Instruções:
A) Traduza para inglês a seguinte frase do texto sobre a banda de música da vila: "Nunca percebi porque é que as autoridades daquele tempo só se lembravam dos homens das músicas, para as inaugurações e outras festividades políticas e religiosas!"
B) Indique quantos músicos eram, segundo o texto sobre a banda de música da vila.

Artigo:
::::::::::
Admito mesmo que só isto explicava as abundantes culturas de tão bons melões de “casca de carvalho”, tão boas melancias e enormes abóboras, estimuladas no seu crescimento pelas melodias executadas em cima das suas sementes.

Nunca percebi porque é que as autoridades daquele tempo só se lembravam dos homens das músicas, para as inaugurações e outras festividades políticas e religiosas!

Contudo, na Páscoa,  fazia-se  uma excepção!! Recordo o desfile musical , que atravessando toda a Vila, com paragens nas casas dos doutores, dos brasileiros, dos comerciantes ricos, que perante esta saudação fraterna sentiam o aumentar do seu ego, e a obrigação de recompensar esta demonstração pública da sua importância, contribuindo com donativos… e assim nasciam os novos “Fundos” que permitiam a aquisição de um novo instrumento, um rearranjo das “fardas”, uma nova reestruturação dos “bonés”!!!

Era um prazer velos desfilar síncronos nas procissões, ousados nas festas pagãs, altivos nos desfiles da Páscoa onde anunciavam a Primavera, aspergindo de música o ambiente onde a musicalidade era uma constante por essa ocasião do ano!

Eram mais de trinta e vinham de todos os lados da vila procurando o gozo que o domínio dos instrumentos lhes  dava, obtendo conhecimentos musicais que sempre admirei. Gostaria de me recordar de todos os que passaram e contribuíram com o seu talento para a musicalidade da minha juventude.
::::::::::
Registos do conjunto de dados:
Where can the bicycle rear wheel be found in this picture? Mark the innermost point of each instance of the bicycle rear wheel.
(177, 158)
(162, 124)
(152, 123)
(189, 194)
::::::::::
Respostas do exercício:
A) I never understood why the authorities of that time only remembered the band musicians for inaugurations and other political and religious festivities!

B) Eram mais de trinta.